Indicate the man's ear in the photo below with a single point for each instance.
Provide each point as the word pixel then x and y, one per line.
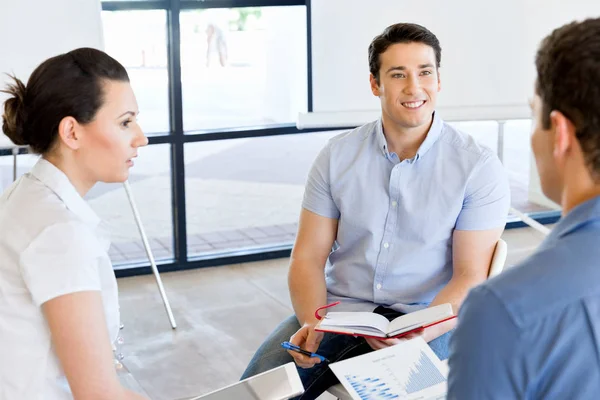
pixel 68 132
pixel 564 135
pixel 374 85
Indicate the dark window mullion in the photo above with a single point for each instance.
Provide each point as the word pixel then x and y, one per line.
pixel 176 123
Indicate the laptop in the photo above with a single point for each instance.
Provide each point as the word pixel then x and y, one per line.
pixel 281 383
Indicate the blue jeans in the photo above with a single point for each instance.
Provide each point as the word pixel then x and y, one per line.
pixel 334 347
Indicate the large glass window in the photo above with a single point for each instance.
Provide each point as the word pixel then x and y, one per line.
pixel 247 193
pixel 150 182
pixel 138 40
pixel 243 66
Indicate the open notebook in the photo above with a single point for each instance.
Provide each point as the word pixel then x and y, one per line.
pixel 374 325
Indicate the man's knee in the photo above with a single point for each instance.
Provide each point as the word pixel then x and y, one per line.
pixel 270 354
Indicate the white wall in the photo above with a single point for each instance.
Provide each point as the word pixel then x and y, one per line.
pixel 488 49
pixel 286 66
pixel 34 30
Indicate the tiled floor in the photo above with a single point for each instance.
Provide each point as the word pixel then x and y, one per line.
pixel 223 314
pixel 204 243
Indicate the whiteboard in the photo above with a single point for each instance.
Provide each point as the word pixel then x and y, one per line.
pixel 488 50
pixel 33 30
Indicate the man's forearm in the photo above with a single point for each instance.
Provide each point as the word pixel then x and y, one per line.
pixel 307 290
pixel 454 293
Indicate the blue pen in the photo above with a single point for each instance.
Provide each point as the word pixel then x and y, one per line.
pixel 293 347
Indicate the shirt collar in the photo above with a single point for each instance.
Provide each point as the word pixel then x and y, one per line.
pixel 582 214
pixel 430 139
pixel 58 182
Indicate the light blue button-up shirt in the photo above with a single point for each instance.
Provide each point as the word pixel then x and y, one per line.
pixel 396 217
pixel 533 332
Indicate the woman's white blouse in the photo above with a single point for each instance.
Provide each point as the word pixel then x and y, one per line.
pixel 51 244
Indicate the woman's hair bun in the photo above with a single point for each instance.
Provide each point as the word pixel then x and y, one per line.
pixel 13 119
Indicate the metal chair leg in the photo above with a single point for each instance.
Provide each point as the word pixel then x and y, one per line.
pixel 138 221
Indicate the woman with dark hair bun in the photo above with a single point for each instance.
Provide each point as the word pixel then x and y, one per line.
pixel 59 312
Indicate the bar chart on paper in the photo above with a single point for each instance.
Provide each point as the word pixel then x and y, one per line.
pixel 409 370
pixel 423 375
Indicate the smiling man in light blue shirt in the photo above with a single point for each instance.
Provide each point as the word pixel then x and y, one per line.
pixel 411 207
pixel 534 331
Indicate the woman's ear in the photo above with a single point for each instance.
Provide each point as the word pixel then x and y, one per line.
pixel 68 132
****************
• [STATED EXERCISE]
Rewrite the lines above as a numbered list, omitting any blank lines and leaving the picture out.

• [EXERCISE SOLUTION]
1. Indicate the man's ear in the photo below with a single point for each instance.
2. Provide each point as the word pixel then x and y, one per line.
3. pixel 68 132
4. pixel 564 135
5. pixel 374 85
6. Indicate the dark window mullion in the photo above with a single point for each instance.
7. Provide each point as the word pixel then x and y, one per line.
8. pixel 176 123
9. Indicate the laptop in the photo above with a single point for each instance.
10. Provide each point as the word pixel then x and y, one per line.
11. pixel 281 383
12. Indicate the blue jeans in the photo above with a single point for each instance.
13. Provide each point as the word pixel then x and y, one per line.
14. pixel 334 347
15. Indicate the large glass window in the photo above with a single point for each instance.
16. Provide each point as the word pixel then x and y, one per line.
17. pixel 247 193
18. pixel 150 182
19. pixel 138 40
20. pixel 243 66
21. Indicate the open notebook in the photo above with a single point for each instance.
22. Provide each point as the word pixel then x and y, one per line.
23. pixel 374 325
24. Indicate the man's knee in the photo above with a single point for each instance.
25. Provide each point as the word pixel then x and y, one per line.
26. pixel 270 354
27. Indicate the white wall in the photo above with a single point for each instance.
28. Provide each point as the word pixel then x and y, one per line.
29. pixel 488 49
30. pixel 286 66
31. pixel 34 30
32. Indicate the tiled floor in the photo above with a single point for each instance.
33. Provide each point as the word pixel then x and y, one per line.
34. pixel 223 314
35. pixel 204 243
36. Indicate the whiteboard in the photo above with a single point for each instance.
37. Provide each point as the word pixel then x and y, one per line.
38. pixel 488 50
39. pixel 33 30
40. Indicate the man's forearm in the photo above with a single point for each instance.
41. Provide each point as the word pixel then x and y, one per line.
42. pixel 307 290
43. pixel 454 293
44. Indicate the blue pen in the photo above with a single point for each instance.
45. Provide each point as the word pixel then x and y, one per line.
46. pixel 293 347
47. Indicate the shirt collar in the photo above with a single point for each instance.
48. Provide each point as the word pixel then x and y, one per line.
49. pixel 582 214
50. pixel 430 139
51. pixel 58 182
52. Indicate the light blue button-up shirt in the photo above with a single point for each instance.
53. Provide each point as the word pixel then x and y, one per line.
54. pixel 396 217
55. pixel 533 332
56. Indicate the woman's white blouse in the photo above with a single point for each instance.
57. Provide each point as the word pixel then x and y, one per line.
58. pixel 51 244
59. Indicate the woman's hair bun in the photo above with a single point for each instance.
60. Provide each point as the word pixel then x and y, one per line.
61. pixel 13 119
62. Indicate the metal chair leg in the photo above with a single point for each instance.
63. Provide each point as the word pixel then x and y, one per line.
64. pixel 138 221
65. Indicate the woman with dark hair bun in the photo above with a single point for each instance.
66. Provide each point as the word pixel then x and y, one per line.
67. pixel 59 312
68. Indicate the bar chart on paper in the photo above with a single point for each instance.
69. Provide each point as the word pixel then x and y, one per line.
70. pixel 409 370
71. pixel 423 375
72. Indicate the smiling man in light blue shirt in the photo above with a single point for each instance.
73. Provide each point as the word pixel then x and y, one per line.
74. pixel 411 207
75. pixel 534 331
76. Indicate the woman's ear in the photo above with a single point for each instance.
77. Provide each point as the word pixel then x and y, one per line.
78. pixel 68 132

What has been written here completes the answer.